◆ REQUESTS ◆
• A. Using the earnings call excerpt, decide whether each statement agrees with it, and back each yes or no with the deciding words quoted exactly: (i) Eighty percent of the company's net gas leaves the basin. (ii) The speaker calls the infrastructure decisions single-decade choices. (iii) None of the company's volume goes to LNG-type infrastructure yet.
• B. Echo the part of the earnings call excerpt that opens with the words containing "Great. Thanks guys." and closes with "with Stifel. Your line is open.", keeping every word the same.
• C. Proceed with the earnings call excerpt, picking up right after its last line.

[Start DOCUMENT PASSAGE]

Yes, good morning, Josh. This is Dennis. I think when you touched on it, but I'll start with our portfolio configuration. I mean, right now from net gas standpoint, 80% of our gas gets out of the basin. So, of that 50% gets to the Gulf and then we have of that another 30% that essentially gets to other, we'll call it non-Northeast markets over to the Midwest as an example. So, for the past several years we've tried to take the approach, whether it's on our net gas side and on our NGLs, which you've heard, no down Alan and the rest of the team talk about. Let's get our molecules to premium markets so that we can enhance our margins as much as possible and have exposure to multiple indices at different contract structures, which I know, again we've talked about. From the ethane perspective, it could be things like being exposed to European asset, as an example, instead of just being looking at a Mont Belvieu alone type index. As we go forward, we fully expect that we're going to continue to have conversations as LNG type infrastructure receives more and more support hopefully to develop. And when you look at, I'll pick on LNG just particularly for one moment, when you look at the long runway of core inventory that range has where we're at on the low cost – of being on the low-end of the cost curve, and also being on the low-end of the emissions curve, not only for the U.S. but also globally. We feel like that's going to position us well to continue to basically move our gas on our pipes that – on the pipes that we have to get to places like the Gulf as that infrastructure develops, and even in the Northeast if we see future LNG facilities come into play there. So, we feel like we're well poised for that. These are multi-decade decisions for this infrastructure to go into the ground. And so, we feel like our inventory is going to feed well into that. And for those organizations who are going to want to build that infrastructure, they're going to be looking for a steady supply. So, we'll have ongoing conversations in the future. We want to get our molecules again to those premium markets. We've been playing in the LNG space for the past several years. We've got some volume that are already going to those type of infrastructure setups, and we'll continue to do so and look for those opportunities going forward.

Josh Silverstein

Analyst

Great. Thanks guys.

Dennis Degner

Analyst

Thanks Josh.

Operator

Operator

Thanks. Our next question comes from the line of Michael Scialla with Stifel. Your line is open.

Michael Scialla

Analyst · Stifel. Your line is open.

[End DOCUMENT PASSAGE]
[Start DATA PROVIDED]

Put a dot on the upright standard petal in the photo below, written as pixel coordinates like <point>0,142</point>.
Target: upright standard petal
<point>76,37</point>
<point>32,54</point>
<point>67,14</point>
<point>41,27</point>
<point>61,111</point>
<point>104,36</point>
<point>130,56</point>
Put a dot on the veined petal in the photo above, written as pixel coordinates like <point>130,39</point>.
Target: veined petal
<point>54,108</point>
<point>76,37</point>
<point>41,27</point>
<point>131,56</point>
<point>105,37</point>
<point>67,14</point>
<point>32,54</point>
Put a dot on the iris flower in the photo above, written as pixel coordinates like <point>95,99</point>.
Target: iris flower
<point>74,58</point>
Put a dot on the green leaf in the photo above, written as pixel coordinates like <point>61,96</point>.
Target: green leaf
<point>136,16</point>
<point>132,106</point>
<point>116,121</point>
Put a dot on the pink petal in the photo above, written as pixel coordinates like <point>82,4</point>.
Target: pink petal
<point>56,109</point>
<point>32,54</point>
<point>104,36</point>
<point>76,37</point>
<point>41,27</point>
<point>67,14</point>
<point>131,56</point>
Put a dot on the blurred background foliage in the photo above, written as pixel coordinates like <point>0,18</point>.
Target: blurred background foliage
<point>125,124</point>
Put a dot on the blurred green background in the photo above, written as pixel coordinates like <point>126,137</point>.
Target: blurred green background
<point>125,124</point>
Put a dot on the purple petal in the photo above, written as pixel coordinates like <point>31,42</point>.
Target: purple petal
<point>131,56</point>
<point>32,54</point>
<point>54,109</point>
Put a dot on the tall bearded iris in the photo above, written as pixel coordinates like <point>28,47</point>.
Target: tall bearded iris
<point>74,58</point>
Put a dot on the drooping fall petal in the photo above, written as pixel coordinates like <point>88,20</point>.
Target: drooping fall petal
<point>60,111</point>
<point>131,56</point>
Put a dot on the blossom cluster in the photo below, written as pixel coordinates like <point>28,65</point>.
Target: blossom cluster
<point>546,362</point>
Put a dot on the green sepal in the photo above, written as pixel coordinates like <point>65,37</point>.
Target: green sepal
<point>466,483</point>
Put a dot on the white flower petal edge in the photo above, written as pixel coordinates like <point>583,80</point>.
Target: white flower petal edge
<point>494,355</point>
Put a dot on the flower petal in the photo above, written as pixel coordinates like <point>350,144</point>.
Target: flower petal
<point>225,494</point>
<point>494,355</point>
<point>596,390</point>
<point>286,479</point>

[End DATA PROVIDED]

◆ THE REPLIES ◆
• A.
(i) Yes: "right now from net gas standpoint, 80% of our gas gets out of the basin."
(ii) No: "These are multi-decade decisions for this infrastructure to go into the ground."
(iii) No: "We've got some volume that are already going to those type of infrastructure setups"

• B.
Great. Thanks guys.

Dennis Degner

Analyst

Thanks Josh.

Operator

Operator

Thanks. Our next question comes from the line of Michael Scialla with Stifel. Your line is open.

• C.
Yes. Good morning, everybody. Mark, excuse me. Jeff, you said that you could grow when the market calls for it. You've had a pretty good handle on the macro-outlook. I'm wondering when do you anticipate the market need either more production from rain specifically or even Appalachia? And does that get pushed out at all with higher gas prices or how does that – how does that look right now in terms of when you would anticipate growth from either Appalachia or Range?

Jeff Ventura

Analyst · Stifel. Your line is open.

Yes. Well, I think in terms of on the macro side we saw it even in Europe last summer. With the hard push with Europeans towards the wind and solar and the issues I had last summer and basically needing more gas, and even if you roll back over the last decade countries like Germany shutting that post Fukushima shutting down nuclear and moving away from coal and pushing in the wind and solar and realizing, yes, they had a big need for natural gas. And then of course, with the tragedy in Ukraine now having the source of your supply, an ethical source and shortage of supply and all those types of things are critical. So that, I think really increases the call on gas from the U.S. for LNG. Fortunately, the U.S. as I'm mentioned in the call notes, U.S. with the discovery of the Marcellus Utica/Point Pleasant is now has the largest producing gas field in the world and whereby far the largest producer of gas globally. It's not even close, so I think there would be a bigger call on U.S. gas which will increase demand. The other thing I'd – you've seen is again going back to the crisis in Europe and increased call on U.S. coal, and then in the U.S. less coal to gas or switching away from gas to coal coupled with higher pricing. So, all that I think says more supply, more demand for U.S. gas. Fortunately, we're in the basin that has the largest gas bill. We have the largest core inventory. So, I think we're in a good position and of course you've seen the strip now increase price, not just the front month but really for the next decade gas prices move up. So, we're in a good position. As far as Range for this year clearly, we're at maintenance capital we've said that and we'll stick with that. And Mark talked about the waterfall of capital one, maintenance capital; two, debt reduction; three, shareholder returns, and then but the ability to grow. So, when that's called for, and that'll, then you get into the whole discussion of infrastructure and the timing and all those things which we'll consider in infrastructure by the way, not just in the Marcellus but you're seeing constraints potentially pop up, within a year in the Haynesville and even widening of basins in the Permian on gas takeaway. So, we think we're in a good position call on U.S. demand higher, we have largest core inventory, good relationships with international customers we have contracts, we’ve been in discussion. So, I think we're in a good spot.

Michael Scialla

Analyst · Stifel. Your line is open.

Is it fair to say given those things you laid out, especially the constraints that you are probably not able to really grow much in 2023, or is there some possibility of grabbing market share that early?

Dennis Degner

Analyst · Stifel. Your line is open.

Well, we'll look at that as we get later in the year and lay out 2023. Even within the basin, it's different, whether you're in the far Northeast part of the Pennsylvania, per se, versus in the Southwest part of the play. So, where we are we're in a better position, there is some takeaway capacity in the Southwest part of the play. Currently, through coal plant retirements, through the shale cracker will come on with capital incremental demand for gas and those types of things coupled with the discussion that everybody is focused on NBP, it's 95% done, and there's a big follow-on it to be complete. So, we'll see, does that get completed in 2023? And any of those things that takes gas out of the basin creates more space. And then, I think, the other thing that you do see is limits to core inventory or Tier 1 inventory, not for us, but for other people. So that could also create some space and some ability to take market share.

Michael Scialla

Analyst · Stifel. Your line is open.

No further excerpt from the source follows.